**Your task**
Copy out all the items below, swapping every "vertices" for "corner points" and leaving everything else unchanged.

┏━━

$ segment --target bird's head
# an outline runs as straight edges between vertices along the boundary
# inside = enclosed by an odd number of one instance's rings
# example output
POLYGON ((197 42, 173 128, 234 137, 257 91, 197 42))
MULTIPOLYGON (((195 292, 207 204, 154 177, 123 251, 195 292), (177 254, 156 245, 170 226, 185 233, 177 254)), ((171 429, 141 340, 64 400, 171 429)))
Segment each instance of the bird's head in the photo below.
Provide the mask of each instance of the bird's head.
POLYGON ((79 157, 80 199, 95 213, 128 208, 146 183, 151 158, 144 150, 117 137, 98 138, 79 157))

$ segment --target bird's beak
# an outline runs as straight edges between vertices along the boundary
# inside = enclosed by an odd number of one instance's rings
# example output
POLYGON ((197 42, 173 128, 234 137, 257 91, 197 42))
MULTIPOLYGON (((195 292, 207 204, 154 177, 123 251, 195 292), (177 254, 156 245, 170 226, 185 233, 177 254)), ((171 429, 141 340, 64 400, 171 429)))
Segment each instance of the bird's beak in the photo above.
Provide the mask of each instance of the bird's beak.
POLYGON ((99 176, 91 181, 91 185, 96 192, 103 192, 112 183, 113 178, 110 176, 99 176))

┗━━

**Right answer**
$ segment --target bird's head
# an outline runs as straight edges between corner points along the boundary
# inside = enclosed by an odd number of one instance's rings
# example output
POLYGON ((197 42, 173 128, 234 137, 257 91, 197 42))
MULTIPOLYGON (((195 292, 207 204, 154 177, 123 251, 195 292), (177 254, 156 245, 170 226, 185 233, 177 254)), ((171 429, 141 340, 64 400, 171 429)))
Segment each instance of the bird's head in the photo below.
Provide the mask of each instance of the bird's head.
POLYGON ((79 157, 80 199, 95 213, 128 208, 146 183, 151 158, 144 150, 117 137, 98 138, 79 157))

$ segment --target bird's beak
# an outline runs as straight edges between corner points along the boundary
# inside = enclosed by an odd number of one instance's rings
# example output
POLYGON ((197 42, 173 128, 234 137, 257 91, 197 42))
MULTIPOLYGON (((195 292, 207 204, 154 177, 123 251, 195 292), (177 254, 156 245, 170 226, 185 233, 177 254)), ((171 429, 141 340, 64 400, 171 429)))
Segment each instance of the bird's beak in the photo above.
Provide the mask of each instance of the bird's beak.
POLYGON ((99 176, 91 181, 91 185, 96 192, 103 192, 112 183, 113 178, 110 176, 99 176))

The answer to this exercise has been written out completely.